= Problem statement =
Copy every entry word for word, but skip the pictures.

[Items listed in a dataset]
=-=-=

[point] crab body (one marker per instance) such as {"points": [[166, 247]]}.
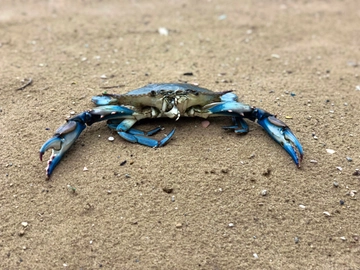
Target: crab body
{"points": [[172, 100]]}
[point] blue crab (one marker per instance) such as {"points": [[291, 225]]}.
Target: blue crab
{"points": [[173, 100]]}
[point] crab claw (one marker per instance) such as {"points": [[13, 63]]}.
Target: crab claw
{"points": [[62, 140], [281, 133]]}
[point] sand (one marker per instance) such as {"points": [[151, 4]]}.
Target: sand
{"points": [[196, 203]]}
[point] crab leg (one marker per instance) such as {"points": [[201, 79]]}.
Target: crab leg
{"points": [[66, 135], [281, 133], [136, 136], [276, 129]]}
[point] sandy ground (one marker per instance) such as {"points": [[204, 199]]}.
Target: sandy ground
{"points": [[196, 203]]}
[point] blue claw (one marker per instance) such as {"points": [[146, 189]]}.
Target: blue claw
{"points": [[144, 139], [63, 138], [281, 133]]}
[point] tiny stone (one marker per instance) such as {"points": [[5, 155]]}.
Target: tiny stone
{"points": [[24, 224], [163, 31], [330, 151]]}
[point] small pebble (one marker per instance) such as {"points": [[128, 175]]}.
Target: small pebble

=-=-=

= The completed task =
[point] crab body (one marker per instance) such as {"points": [[166, 247]]}.
Target: crab body
{"points": [[172, 100]]}
[point] blue crab (one marker per instance) such as {"points": [[291, 225]]}.
Target: blue crab
{"points": [[173, 100]]}
[point] crab claw (one marker per instance) such as {"points": [[13, 63]]}.
Target: crab claw
{"points": [[62, 140], [281, 133]]}
[point] sand (one marker per instance) such as {"points": [[151, 4]]}.
Target: sand
{"points": [[196, 203]]}
[point] crab leg (one marker per instance) such as {"points": [[201, 79]]}.
Target: crab leg
{"points": [[66, 135], [281, 133], [136, 136], [276, 129]]}
[point] sandy ground (one marker per instance) such as {"points": [[204, 199]]}.
Target: sandy ground
{"points": [[196, 203]]}
[point] blue claw (one marker per instance) such as {"points": [[146, 189]]}.
Target: blue claw
{"points": [[144, 139], [63, 138], [281, 133]]}
[point] tiny stone (one marker per instance) such as {"points": [[5, 155]]}.
Target: tiny stone
{"points": [[24, 224], [163, 31], [330, 151]]}
[point] small pebble (one marker per instance) such as {"points": [[128, 175]]}.
Target: small pebble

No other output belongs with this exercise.